Could you give the entries back exactly as they stand, minus any pictures?

== == ==

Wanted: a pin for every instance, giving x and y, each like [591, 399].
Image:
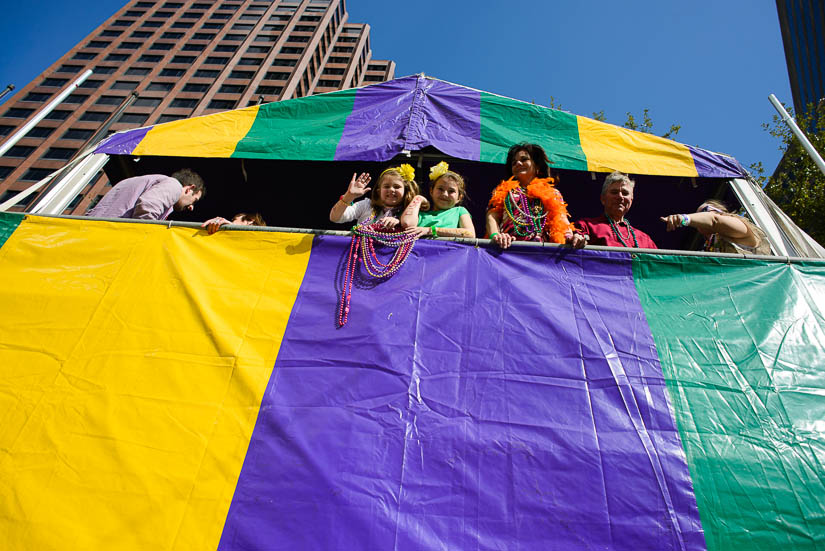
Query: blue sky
[707, 66]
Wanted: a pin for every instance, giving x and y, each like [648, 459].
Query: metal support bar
[43, 112]
[806, 143]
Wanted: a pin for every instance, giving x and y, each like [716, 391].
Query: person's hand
[358, 186]
[673, 221]
[503, 240]
[389, 222]
[418, 231]
[575, 240]
[213, 224]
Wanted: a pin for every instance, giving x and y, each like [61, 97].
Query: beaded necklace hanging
[363, 238]
[528, 219]
[618, 235]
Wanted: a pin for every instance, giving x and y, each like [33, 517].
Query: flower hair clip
[439, 170]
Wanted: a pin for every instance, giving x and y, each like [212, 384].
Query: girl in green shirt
[448, 218]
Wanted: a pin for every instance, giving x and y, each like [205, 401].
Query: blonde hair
[411, 189]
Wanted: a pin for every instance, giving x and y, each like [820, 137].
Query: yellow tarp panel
[217, 135]
[168, 336]
[608, 148]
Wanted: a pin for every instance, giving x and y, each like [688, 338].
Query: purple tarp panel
[123, 143]
[473, 401]
[711, 165]
[380, 115]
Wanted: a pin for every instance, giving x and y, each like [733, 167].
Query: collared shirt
[601, 233]
[149, 197]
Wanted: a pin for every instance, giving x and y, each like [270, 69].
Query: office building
[183, 59]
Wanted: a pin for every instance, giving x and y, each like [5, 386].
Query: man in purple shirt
[151, 197]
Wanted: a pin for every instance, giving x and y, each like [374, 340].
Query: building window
[124, 85]
[40, 132]
[97, 116]
[109, 100]
[133, 118]
[59, 153]
[269, 90]
[183, 103]
[18, 113]
[58, 115]
[232, 89]
[36, 97]
[77, 134]
[146, 102]
[75, 98]
[172, 72]
[221, 104]
[160, 86]
[20, 151]
[276, 75]
[69, 69]
[112, 57]
[35, 175]
[54, 82]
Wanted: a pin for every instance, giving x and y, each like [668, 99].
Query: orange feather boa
[556, 225]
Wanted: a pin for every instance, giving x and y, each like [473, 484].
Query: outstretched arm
[357, 188]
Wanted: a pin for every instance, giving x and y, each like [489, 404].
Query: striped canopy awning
[377, 122]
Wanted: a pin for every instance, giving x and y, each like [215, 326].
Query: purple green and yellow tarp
[165, 389]
[380, 121]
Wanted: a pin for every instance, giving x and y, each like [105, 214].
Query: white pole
[806, 143]
[43, 112]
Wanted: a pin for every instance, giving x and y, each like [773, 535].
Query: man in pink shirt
[613, 229]
[151, 197]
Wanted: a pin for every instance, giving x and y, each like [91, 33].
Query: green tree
[797, 185]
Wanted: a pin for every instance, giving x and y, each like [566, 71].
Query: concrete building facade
[182, 59]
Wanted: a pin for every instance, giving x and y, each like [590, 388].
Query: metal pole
[806, 143]
[8, 89]
[43, 112]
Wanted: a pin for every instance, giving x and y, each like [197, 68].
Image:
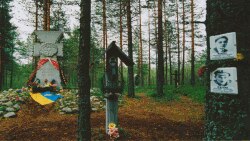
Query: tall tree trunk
[45, 10]
[166, 43]
[160, 70]
[48, 16]
[156, 33]
[84, 128]
[170, 62]
[140, 49]
[178, 43]
[192, 46]
[104, 28]
[131, 91]
[183, 43]
[227, 115]
[121, 30]
[35, 59]
[1, 64]
[149, 46]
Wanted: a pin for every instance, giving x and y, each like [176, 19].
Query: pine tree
[84, 128]
[227, 115]
[131, 91]
[7, 36]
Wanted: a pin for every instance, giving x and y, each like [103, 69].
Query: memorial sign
[224, 80]
[223, 46]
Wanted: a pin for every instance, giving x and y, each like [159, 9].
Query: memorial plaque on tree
[48, 48]
[223, 46]
[224, 80]
[112, 86]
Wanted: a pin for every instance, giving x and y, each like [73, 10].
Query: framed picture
[223, 46]
[224, 80]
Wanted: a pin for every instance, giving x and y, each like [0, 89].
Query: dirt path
[140, 119]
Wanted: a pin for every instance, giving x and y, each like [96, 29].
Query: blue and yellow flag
[46, 97]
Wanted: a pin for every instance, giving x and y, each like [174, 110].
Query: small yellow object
[240, 56]
[40, 99]
[112, 125]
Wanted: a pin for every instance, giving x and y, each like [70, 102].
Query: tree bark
[192, 46]
[121, 40]
[160, 70]
[183, 43]
[227, 115]
[84, 128]
[178, 44]
[166, 43]
[131, 91]
[140, 49]
[45, 10]
[149, 47]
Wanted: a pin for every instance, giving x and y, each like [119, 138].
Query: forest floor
[141, 118]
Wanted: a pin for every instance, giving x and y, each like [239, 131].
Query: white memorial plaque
[223, 46]
[224, 80]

== == ==

Exercise output
Wanted: a pin for every instance, giving x and y, each like [591, 399].
Image:
Query: blue sky
[707, 66]
Wanted: a pin for every instance, giving x and y, each like [648, 459].
Query: metal support bar
[43, 112]
[806, 143]
Wanted: a pin for every instance, giving x and y, each like [716, 391].
Query: person's hand
[358, 186]
[673, 221]
[503, 240]
[389, 222]
[418, 231]
[575, 240]
[213, 224]
Wanted: a pin for every instance, giving x and y, each like [61, 97].
Query: beaded necklace hanging
[363, 238]
[528, 219]
[618, 235]
Wanted: a pin for every instance, giving x and y, each like [33, 517].
Query: flower hair clip
[439, 170]
Wanted: a pin for every instance, giving x and y, each like [212, 384].
Query: girl in green shirt
[448, 218]
Wanted: a pin for every instance, giving x and y, each like [205, 401].
Query: blonde hair
[411, 189]
Wanted: a pin for every instance, giving x and y, each like [820, 137].
Query: yellow tarp panel
[217, 135]
[168, 336]
[608, 148]
Wanted: a pin for every instance, giving x and y, each like [688, 338].
Query: purple tarp panel
[123, 143]
[473, 401]
[711, 165]
[380, 115]
Wanted: a pin for every instance, giving x and y, each like [733, 167].
Query: collared shirt
[601, 233]
[149, 197]
Wanted: a pin for every instance, giving x and y, each like [270, 69].
Query: office building
[183, 59]
Wanted: a pin for every instance, giving x and y, each like [5, 386].
Query: man in purple shirt
[151, 197]
Wanted: a pin for every instance, giving x and y, each like [374, 340].
Query: building window
[124, 85]
[40, 132]
[97, 116]
[109, 100]
[133, 118]
[59, 153]
[269, 90]
[183, 103]
[18, 113]
[58, 115]
[232, 89]
[36, 97]
[77, 134]
[146, 102]
[75, 98]
[172, 72]
[221, 104]
[160, 86]
[20, 151]
[276, 75]
[69, 69]
[112, 57]
[35, 175]
[54, 82]
Wanted: a pin for every instance, giving x and y, each like [668, 99].
Query: orange feather boa
[556, 225]
Wanted: a pin for every instance, giving x and y, each like [473, 484].
Query: outstretched arm
[357, 188]
Wanted: a pin for every instance, giving x and y, each like [489, 404].
Query: striped canopy awning
[377, 122]
Wanted: a pin for every instance, giving x and y, each like [215, 326].
Query: purple green and yellow tarp
[165, 389]
[380, 121]
Wanted: a pin for every instance, giving x and y, each like [105, 214].
Query: white pole
[806, 143]
[43, 112]
Wanted: a pin for every instance, giving x and y, each like [773, 535].
Query: man in pink shirt
[613, 229]
[151, 197]
Wanted: a pin for every instance, giving x and y, each like [91, 33].
Query: green tree
[797, 185]
Wanted: a pin for every instance, giving x and y, each like [566, 71].
Query: concrete building facade
[182, 59]
Wanted: a pin for every instance, giving x and y, each like [590, 388].
Query: metal pole
[806, 143]
[8, 89]
[43, 112]
Wanted: a pin for every instance, giving x and y, each like [197, 68].
Image:
Query: tall tree trunk
[45, 10]
[166, 43]
[160, 70]
[48, 16]
[156, 33]
[84, 128]
[170, 62]
[140, 49]
[178, 43]
[192, 46]
[104, 28]
[131, 91]
[183, 43]
[227, 115]
[121, 30]
[35, 59]
[1, 64]
[149, 46]
Wanted: a pin for every instance, giving x and y, each like [176, 19].
Query: pine tree
[84, 128]
[227, 115]
[131, 91]
[7, 36]
Wanted: a pin for every instance, giving x and y, each like [103, 69].
Query: memorial sign
[224, 80]
[223, 46]
Wanted: a pin for every instance, giving x and y, each like [159, 9].
Query: memorial plaque on tree
[48, 48]
[223, 46]
[224, 80]
[112, 86]
Wanted: a pin for every instance, giving x and y, each like [73, 10].
Query: framed picture
[223, 46]
[224, 80]
Wanted: a pin for every instance, giving x and y, each like [0, 89].
Query: dirt path
[140, 119]
Wanted: a pin for every instance, giving x and y, each like [96, 29].
Query: blue and yellow flag
[46, 97]
Wanted: a pin for every instance, giving x and y, each like [174, 110].
Query: small yellow object
[240, 56]
[40, 99]
[112, 125]
Wanted: a pin for every instance, giving x and y, each like [70, 102].
Query: tree bark
[192, 46]
[121, 40]
[160, 70]
[183, 43]
[227, 115]
[84, 128]
[178, 44]
[166, 43]
[131, 91]
[140, 49]
[45, 10]
[149, 47]
Wanted: a pin for every instance, giving x and y, each like [119, 138].
Query: forest floor
[141, 118]
Wanted: a pin for every instance, giving x and y, each like [239, 131].
Query: white memorial plaque
[223, 46]
[224, 80]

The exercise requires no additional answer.